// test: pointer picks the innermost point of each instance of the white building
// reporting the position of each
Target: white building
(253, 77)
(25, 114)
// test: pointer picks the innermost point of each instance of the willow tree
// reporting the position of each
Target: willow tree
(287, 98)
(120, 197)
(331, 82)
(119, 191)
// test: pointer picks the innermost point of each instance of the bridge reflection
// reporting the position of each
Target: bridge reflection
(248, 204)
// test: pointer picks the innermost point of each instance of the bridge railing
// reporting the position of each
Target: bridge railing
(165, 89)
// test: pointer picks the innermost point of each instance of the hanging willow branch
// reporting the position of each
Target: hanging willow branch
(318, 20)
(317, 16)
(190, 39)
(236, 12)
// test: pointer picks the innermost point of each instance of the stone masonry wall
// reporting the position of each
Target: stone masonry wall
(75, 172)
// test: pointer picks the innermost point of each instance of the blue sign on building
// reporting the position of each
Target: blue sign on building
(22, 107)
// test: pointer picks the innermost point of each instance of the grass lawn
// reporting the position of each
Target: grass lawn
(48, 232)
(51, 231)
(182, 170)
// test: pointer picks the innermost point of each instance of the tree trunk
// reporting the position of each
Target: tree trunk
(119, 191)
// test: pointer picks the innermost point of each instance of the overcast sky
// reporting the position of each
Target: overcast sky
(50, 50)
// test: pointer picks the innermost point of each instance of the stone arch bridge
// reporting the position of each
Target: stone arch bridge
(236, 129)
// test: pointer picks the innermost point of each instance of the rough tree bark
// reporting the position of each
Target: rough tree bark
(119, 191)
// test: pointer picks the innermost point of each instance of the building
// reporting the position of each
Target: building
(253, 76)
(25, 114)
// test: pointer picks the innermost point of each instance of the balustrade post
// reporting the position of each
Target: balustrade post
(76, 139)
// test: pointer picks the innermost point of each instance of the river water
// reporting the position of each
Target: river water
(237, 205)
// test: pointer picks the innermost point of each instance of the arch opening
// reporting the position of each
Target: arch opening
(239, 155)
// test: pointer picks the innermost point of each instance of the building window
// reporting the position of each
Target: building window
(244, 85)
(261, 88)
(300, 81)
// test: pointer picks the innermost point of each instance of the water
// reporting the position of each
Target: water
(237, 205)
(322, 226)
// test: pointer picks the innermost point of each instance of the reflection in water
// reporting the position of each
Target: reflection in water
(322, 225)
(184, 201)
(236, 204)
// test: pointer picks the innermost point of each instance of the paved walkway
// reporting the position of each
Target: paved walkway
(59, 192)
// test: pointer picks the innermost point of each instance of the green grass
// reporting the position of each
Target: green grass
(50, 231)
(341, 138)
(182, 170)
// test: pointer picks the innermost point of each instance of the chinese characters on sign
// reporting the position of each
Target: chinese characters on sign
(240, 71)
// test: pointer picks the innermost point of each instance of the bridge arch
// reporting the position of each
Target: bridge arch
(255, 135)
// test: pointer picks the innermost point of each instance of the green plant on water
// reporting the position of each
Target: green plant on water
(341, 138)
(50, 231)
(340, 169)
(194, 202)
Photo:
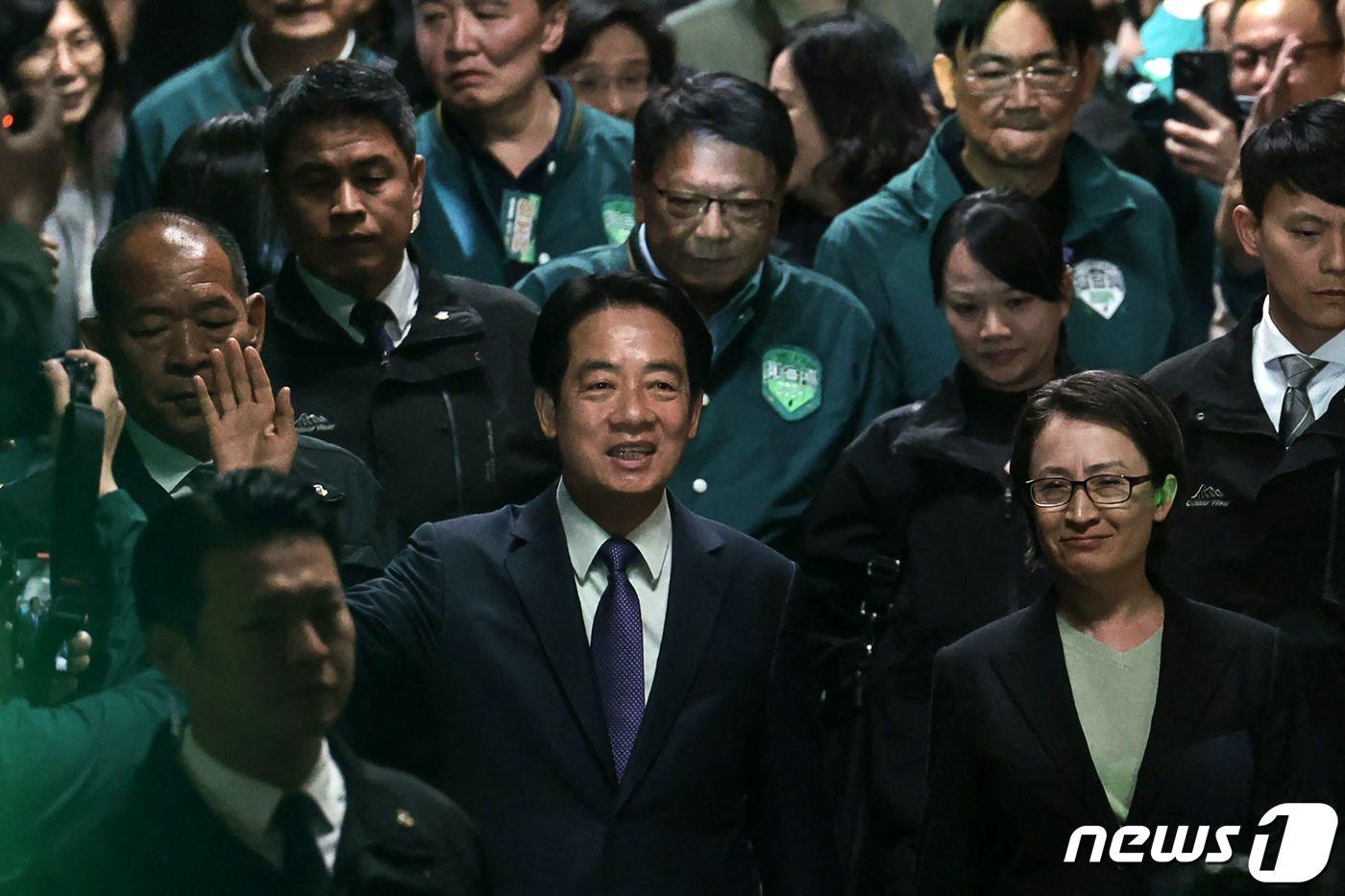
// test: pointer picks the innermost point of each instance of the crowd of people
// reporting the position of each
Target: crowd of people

Your instructions:
For the records above, state the number of lines holding the string "crowd", without further comment.

Exercise result:
2